__Problem details__: Across the data below, in how many lines does the word "distant" appear? Give only the number.

☆ ☆ ☆

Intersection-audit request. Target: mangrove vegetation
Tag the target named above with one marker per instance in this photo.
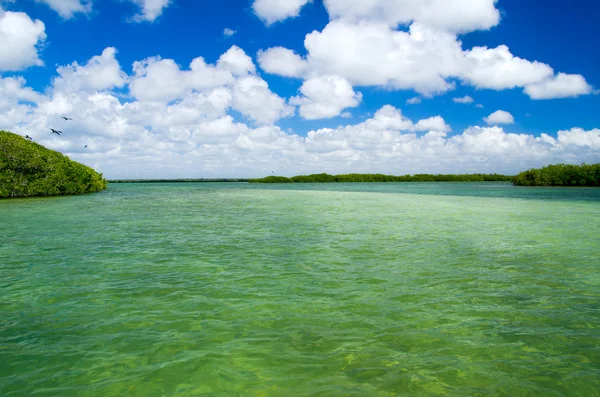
(326, 178)
(560, 175)
(29, 169)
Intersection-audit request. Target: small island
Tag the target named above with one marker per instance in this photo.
(350, 178)
(560, 175)
(28, 169)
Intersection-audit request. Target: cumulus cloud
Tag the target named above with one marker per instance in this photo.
(560, 86)
(465, 99)
(252, 97)
(453, 15)
(375, 55)
(325, 97)
(20, 39)
(281, 61)
(227, 32)
(99, 73)
(195, 132)
(150, 9)
(435, 123)
(271, 11)
(498, 69)
(68, 8)
(362, 44)
(499, 117)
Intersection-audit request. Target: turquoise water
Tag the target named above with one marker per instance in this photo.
(305, 290)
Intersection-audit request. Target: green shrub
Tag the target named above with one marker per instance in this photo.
(29, 169)
(560, 175)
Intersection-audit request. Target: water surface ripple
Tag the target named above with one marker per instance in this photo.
(251, 290)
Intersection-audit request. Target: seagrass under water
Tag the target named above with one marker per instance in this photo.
(315, 290)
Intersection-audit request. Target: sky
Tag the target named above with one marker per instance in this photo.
(248, 88)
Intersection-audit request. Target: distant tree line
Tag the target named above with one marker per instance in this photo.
(178, 180)
(560, 175)
(326, 178)
(29, 169)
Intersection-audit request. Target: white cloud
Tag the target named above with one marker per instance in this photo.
(271, 11)
(281, 61)
(195, 133)
(500, 117)
(497, 69)
(367, 51)
(465, 99)
(325, 97)
(579, 137)
(237, 62)
(452, 15)
(150, 9)
(435, 123)
(99, 73)
(20, 38)
(560, 86)
(252, 97)
(67, 8)
(375, 55)
(158, 79)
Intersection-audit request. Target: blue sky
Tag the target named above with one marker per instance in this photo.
(333, 90)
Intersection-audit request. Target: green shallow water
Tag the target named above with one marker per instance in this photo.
(246, 290)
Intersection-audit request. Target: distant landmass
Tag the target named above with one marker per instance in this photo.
(560, 175)
(178, 180)
(326, 178)
(28, 169)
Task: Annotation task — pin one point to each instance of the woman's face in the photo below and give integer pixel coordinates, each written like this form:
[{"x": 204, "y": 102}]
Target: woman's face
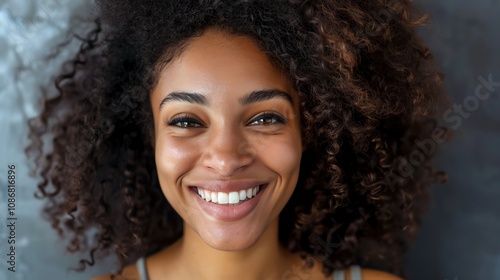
[{"x": 226, "y": 123}]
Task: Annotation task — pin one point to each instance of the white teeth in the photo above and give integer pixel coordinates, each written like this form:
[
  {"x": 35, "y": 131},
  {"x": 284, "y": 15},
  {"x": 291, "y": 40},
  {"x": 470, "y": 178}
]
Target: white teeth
[
  {"x": 228, "y": 198},
  {"x": 222, "y": 198},
  {"x": 234, "y": 197},
  {"x": 249, "y": 193},
  {"x": 243, "y": 195}
]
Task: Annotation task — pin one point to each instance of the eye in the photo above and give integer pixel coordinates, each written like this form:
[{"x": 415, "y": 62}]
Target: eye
[
  {"x": 185, "y": 122},
  {"x": 267, "y": 119}
]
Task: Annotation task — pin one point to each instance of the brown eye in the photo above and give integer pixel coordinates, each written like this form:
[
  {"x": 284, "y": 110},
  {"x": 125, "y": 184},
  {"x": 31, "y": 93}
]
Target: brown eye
[
  {"x": 267, "y": 119},
  {"x": 185, "y": 122}
]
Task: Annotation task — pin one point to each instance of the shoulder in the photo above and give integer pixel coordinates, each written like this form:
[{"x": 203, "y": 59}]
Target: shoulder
[
  {"x": 371, "y": 274},
  {"x": 129, "y": 273}
]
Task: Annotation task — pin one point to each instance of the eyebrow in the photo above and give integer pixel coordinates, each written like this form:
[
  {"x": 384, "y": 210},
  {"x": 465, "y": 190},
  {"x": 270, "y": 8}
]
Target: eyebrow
[{"x": 253, "y": 97}]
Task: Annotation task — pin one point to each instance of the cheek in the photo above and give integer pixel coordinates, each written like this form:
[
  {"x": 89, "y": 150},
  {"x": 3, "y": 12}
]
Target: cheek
[
  {"x": 283, "y": 156},
  {"x": 173, "y": 159}
]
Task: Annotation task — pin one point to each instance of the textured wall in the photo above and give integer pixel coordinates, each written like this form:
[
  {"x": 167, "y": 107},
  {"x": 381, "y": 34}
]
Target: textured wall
[{"x": 459, "y": 237}]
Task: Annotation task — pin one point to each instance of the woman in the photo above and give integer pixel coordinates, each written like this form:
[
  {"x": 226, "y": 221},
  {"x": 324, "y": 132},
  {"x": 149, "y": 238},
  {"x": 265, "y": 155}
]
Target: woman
[{"x": 243, "y": 139}]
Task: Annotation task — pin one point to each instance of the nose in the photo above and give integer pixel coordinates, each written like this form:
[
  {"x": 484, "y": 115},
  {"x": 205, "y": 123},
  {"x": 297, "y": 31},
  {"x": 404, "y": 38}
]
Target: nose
[{"x": 227, "y": 152}]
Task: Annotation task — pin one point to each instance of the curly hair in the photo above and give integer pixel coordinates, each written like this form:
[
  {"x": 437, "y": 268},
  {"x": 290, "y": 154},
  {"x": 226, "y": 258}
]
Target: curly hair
[{"x": 368, "y": 96}]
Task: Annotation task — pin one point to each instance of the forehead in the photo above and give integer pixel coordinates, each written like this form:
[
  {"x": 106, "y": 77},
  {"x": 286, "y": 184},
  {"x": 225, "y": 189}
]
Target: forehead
[{"x": 217, "y": 61}]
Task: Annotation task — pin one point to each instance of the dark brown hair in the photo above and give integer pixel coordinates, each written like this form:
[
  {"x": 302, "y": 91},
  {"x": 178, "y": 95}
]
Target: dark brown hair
[{"x": 368, "y": 95}]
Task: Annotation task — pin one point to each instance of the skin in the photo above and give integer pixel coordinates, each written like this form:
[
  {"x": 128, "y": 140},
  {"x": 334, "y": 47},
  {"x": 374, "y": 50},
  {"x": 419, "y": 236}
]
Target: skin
[{"x": 227, "y": 141}]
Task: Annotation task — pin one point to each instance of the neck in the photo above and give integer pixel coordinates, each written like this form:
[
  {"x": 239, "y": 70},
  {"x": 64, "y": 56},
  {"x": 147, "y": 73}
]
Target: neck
[{"x": 264, "y": 260}]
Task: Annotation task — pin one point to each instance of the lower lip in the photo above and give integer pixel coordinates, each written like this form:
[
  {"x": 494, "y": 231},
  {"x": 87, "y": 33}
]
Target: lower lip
[{"x": 229, "y": 213}]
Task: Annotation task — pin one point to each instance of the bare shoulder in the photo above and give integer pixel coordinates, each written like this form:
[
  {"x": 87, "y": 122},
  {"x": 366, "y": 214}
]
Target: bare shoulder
[
  {"x": 371, "y": 274},
  {"x": 129, "y": 273}
]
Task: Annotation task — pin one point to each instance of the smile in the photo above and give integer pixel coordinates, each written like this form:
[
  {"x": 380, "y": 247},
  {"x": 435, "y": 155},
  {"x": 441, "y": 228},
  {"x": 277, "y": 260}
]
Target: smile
[{"x": 229, "y": 198}]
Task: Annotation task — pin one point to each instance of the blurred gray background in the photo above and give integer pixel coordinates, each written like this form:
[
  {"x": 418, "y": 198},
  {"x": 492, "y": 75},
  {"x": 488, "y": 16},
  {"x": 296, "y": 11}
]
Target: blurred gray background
[{"x": 459, "y": 238}]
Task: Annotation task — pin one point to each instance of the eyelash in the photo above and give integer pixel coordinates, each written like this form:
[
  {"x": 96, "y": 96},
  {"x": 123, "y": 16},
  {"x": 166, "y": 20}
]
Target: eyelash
[
  {"x": 269, "y": 115},
  {"x": 186, "y": 121}
]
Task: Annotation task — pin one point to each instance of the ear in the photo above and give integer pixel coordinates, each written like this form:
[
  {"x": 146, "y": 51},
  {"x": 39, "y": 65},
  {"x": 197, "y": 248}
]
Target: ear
[{"x": 152, "y": 137}]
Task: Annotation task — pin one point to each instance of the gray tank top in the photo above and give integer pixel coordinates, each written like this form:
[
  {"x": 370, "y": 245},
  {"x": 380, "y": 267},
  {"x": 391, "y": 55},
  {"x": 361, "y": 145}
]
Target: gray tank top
[{"x": 337, "y": 274}]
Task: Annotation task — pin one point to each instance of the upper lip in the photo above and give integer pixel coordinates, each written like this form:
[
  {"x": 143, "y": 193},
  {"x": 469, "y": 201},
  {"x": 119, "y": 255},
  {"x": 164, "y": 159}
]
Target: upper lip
[{"x": 227, "y": 186}]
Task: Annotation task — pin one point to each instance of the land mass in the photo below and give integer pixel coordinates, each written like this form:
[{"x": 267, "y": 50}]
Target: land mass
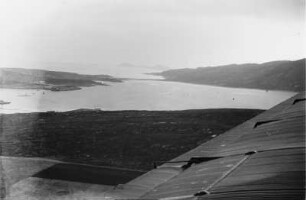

☆ ☆ ☆

__Written answer__: 2